┌──

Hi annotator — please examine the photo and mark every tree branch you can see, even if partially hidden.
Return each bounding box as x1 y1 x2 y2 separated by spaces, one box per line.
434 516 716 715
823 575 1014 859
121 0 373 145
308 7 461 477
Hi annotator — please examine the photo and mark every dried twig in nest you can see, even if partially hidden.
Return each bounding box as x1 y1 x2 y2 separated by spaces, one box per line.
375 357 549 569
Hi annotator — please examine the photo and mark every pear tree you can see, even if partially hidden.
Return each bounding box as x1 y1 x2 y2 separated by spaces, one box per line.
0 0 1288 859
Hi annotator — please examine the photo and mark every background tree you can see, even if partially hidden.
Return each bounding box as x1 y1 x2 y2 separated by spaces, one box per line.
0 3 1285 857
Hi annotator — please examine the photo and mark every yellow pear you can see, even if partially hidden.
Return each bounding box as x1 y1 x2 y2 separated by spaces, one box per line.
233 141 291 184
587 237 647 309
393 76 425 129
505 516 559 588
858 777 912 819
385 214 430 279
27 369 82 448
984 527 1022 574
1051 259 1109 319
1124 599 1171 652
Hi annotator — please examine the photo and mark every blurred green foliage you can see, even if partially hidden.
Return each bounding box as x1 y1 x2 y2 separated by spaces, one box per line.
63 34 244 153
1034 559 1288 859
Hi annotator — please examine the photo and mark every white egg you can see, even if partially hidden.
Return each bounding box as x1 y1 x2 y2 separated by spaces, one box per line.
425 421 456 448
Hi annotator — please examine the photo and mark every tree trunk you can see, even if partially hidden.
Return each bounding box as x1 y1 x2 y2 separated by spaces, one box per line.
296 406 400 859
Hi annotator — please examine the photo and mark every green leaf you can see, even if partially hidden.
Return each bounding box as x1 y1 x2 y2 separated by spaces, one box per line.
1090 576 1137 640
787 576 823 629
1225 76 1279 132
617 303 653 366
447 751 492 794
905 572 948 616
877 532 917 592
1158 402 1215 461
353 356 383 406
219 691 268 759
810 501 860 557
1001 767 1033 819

└──

PROBLEM REQUIREMENTS:
Copy all of the records above word for word, keeping every line and its spacing unchanged.

ANSWER TO THE EXERCISE:
Hi annotator — please examine the photo and mark every tree branch you can see, even if partially hidden.
Return each bounding box as x1 y1 x2 y2 separated by spaces, one box per line.
434 516 716 715
823 575 1014 859
121 0 373 145
308 7 461 477
Hi annotator — please examine the photo and mark every dried twig in nest you can see, even if partially hidden.
Return each bounding box as x1 y1 x2 y2 separated by spaces, one box per line.
375 357 549 569
Hi annotator — please examine the photo and mark every pear tree you can see, even if partially hidden.
Return each bounding box as x1 y1 x2 y2 separated by spaces, one box per line.
0 0 1288 859
Hi annotator — please examine the photo and mark every background tree you can see, even if partially hidden.
Return each bounding box as x1 y1 x2 y2 separated by spaces, one box per line.
0 3 1285 857
Hi annotator — please examine the photo and mark every yellow pear you can see, even if partially hidden.
Return each bounding box as x1 y1 x2 y2 separated by spaces, one box per line.
233 141 291 184
587 237 647 309
393 76 425 129
505 516 559 588
858 777 912 819
385 214 430 279
27 369 82 448
984 527 1022 574
1051 259 1109 319
1124 599 1171 652
Hi annotator — please examine the photo and mark every blurred green foliage you can see, even if partially hidden.
Return each bounding box as x1 y1 x2 y2 separated by spaces, one box per line.
63 34 244 153
1034 559 1288 859
Hi annotator — please examine the photo and mark every white egg you can see, even if partially hidden.
Return each bounding box as x1 y1 x2 y2 separated by spaces, one box per line.
425 421 456 448
Hi annotator — please examine the photo and mark every tree trunk you can see, even if partially hidden.
Return each bounding box as x1 y1 x2 y2 separated by spaces, one box per line.
296 406 400 859
Hi annotator — please examine the photo and mark every green leaf you can see, even if partially hidden.
Return each bounding box as x1 y1 x2 y2 separated by spaces, one box per line.
1090 576 1137 640
787 576 823 629
1225 76 1279 132
617 303 653 366
447 751 492 794
905 572 948 616
877 532 917 592
1158 402 1215 461
353 356 383 406
219 691 268 759
810 501 860 557
1001 767 1033 819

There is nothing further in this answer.